* start Given text *

Power as an Alternate Explanation
If for the moment we accept Vasquez’s conclusions as fact, that nations using conscripts suffer fewer combat casualties than nations with professional armies, the question remains as to why. Does the fact that a nation elects to use conscription cause it to embrace a more peaceful foreign policy because the soldiers are more representative of society? Or does it choose more peaceful foreign policy because it lacks the ability to project power effectively?
Volunteer forces are more effective in combat than conscript forces.[22] The best example is the armed forces of the United States. Since the US military moved away from a draft and became an all-volunteer force, it has become “the highest-quality military in its history and the finest armed services in the world today… The percentage of ‘high quality’ enlistees… jumped 50 percent between 1973 and 1997,”[23] which is why commanders prefer to command volunteers over draftees.[24]
Robert Cooper explained how the relative power of the United States and Europe determine their behavior in foreign policy: “The differences between Europe and America are shaped by their military capabilities: so runs a popular argument. To put it crudely, the United States is unilateralist because it has the strength to act on its own; Europe’s attachment to treaties, the rule of law and multilateralism comes from weakness and wishful thinking. Rules exist to protect the weak and Europeans like them.”[25]
The same logic provides an alternative explanation to Vasquez’s premise. If states with volunteer armed forces are likely to be more aggressive and thus more likely to incur casualties than states that rely on conscription for military staffing, it may be because those states have a more effective military and can thus more easily see military options as likely to be successful. Such states will be naturally be quicker to resort to military force, because they are more confident they can win, whereas states that use conscripts, all else being equal, are at a military disadvantage and thus are likely to try much harder to avoid confrontation and settle disputes through diplomacy because their weakness forces them to do so.

* end Given text *
* start Material provided *

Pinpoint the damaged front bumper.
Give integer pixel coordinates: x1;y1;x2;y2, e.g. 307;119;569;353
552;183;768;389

* end Material provided *

Given instruction A:
In the passage on conscription and military power, how much did the percentage of "high quality" enlistees rise between 1973 and 1997?
Given instruction B:
Continue the passage on conscription and military power, starting after its last sentence.

Task output A:
It jumped 50 percent.

Task output B:
The Real Costs of Conscription
One of the concerns of moving to an all volunteer force is how much it will cost. The surprising reality is that volunteer forces generally cost less than conscripted ones. In the American context this is certainly true. “A draft brings in untrained, resentful first-termers who reenlist in far lower numbers than do volunteers.” Before the transition to a volunteer force, only ten percent of new American soldiers reenlisted; in 2000 that number was fifty percent. Even if pay was drastically cut, reinstituting a draft would greatly increase turnover and training costs. It costs far less to retain quality personnel than to train new ones every two to three years. The increased strain on non-commissioned officers that comes from dealing with resentful draftees reduces their retention as well. This increasing turnover would reduce the experience, stability and efficiency of the armed forces.[26]
Administering and enforcing the draft would also cost a great deal of money. President Reagan created a Military Manpower Task Force that after studying the issue at length found that returning to conscription would cost at least $1 billion dollars more than retaining a volunteer force even with all the potential savings accounted for.[27] When you factor in the loss of military effectiveness that comes from a conscript army, the case for a volunteer force becomes more compelling.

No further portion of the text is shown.